Kannst du aus dem unten stehenden Interview über die Finanzen des Theaters alles von „Aber im vergangenen“ bis hinunter zu „in der Grundausstattung.“ wortgetreu wiedergeben?

Textauszug ->
* * *
Aber im vergangenen Jahr hatten Sie mit einem Plus abgeschlossen.

Selbst in sehr guten Jahren kommen keine Überraschungssummen in die Kasse. Zum Beispiel 2011, in einem starken Jahr ohne überdurchschnittliche Zusatzkosten – das Jahr 2012 ist ja noch nicht abgeschlossen – betrug das Plus keine 5000 Euro. Selbst unter idealen Begleitumständen kann es also nicht gelingen, frisches Eigenkapital zu generieren.

Warum fehlt es an dem entsprechenden Eigenkapital?

Über viele Jahre mit knapp bemessenem Haushalt musste das Theater seine Reserven angreifen, ohne dass es eine adäquate Anpassung in der finanziellen Ausstattung gab. Irgendwann ist die „Sparbüchse“ alle. Daran sieht man, dass es da eine Schieflage gibt in der Grundausstattung.

Im Augenblick liegt die Auslastung der Vorstellung bei nur 70 Prozent.
* * *
Gespeicherte Dateneinträge ->

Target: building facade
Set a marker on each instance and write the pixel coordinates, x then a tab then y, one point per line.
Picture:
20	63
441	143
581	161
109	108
* * *
Erwartete Antwort ->
Aber im vergangenen Jahr hatten Sie mit einem Plus abgeschlossen.

Selbst in sehr guten Jahren kommen keine Überraschungssummen in die Kasse. Zum Beispiel 2011, in einem starken Jahr ohne überdurchschnittliche Zusatzkosten – das Jahr 2012 ist ja noch nicht abgeschlossen – betrug das Plus keine 5000 Euro. Selbst unter idealen Begleitumständen kann es also nicht gelingen, frisches Eigenkapital zu generieren.

Warum fehlt es an dem entsprechenden Eigenkapital?

Über viele Jahre mit knapp bemessenem Haushalt musste das Theater seine Reserven angreifen, ohne dass es eine adäquate Anpassung in der finanziellen Ausstattung gab. Irgendwann ist die „Sparbüchse“ alle. Daran sieht man, dass es da eine Schieflage gibt in der Grundausstattung.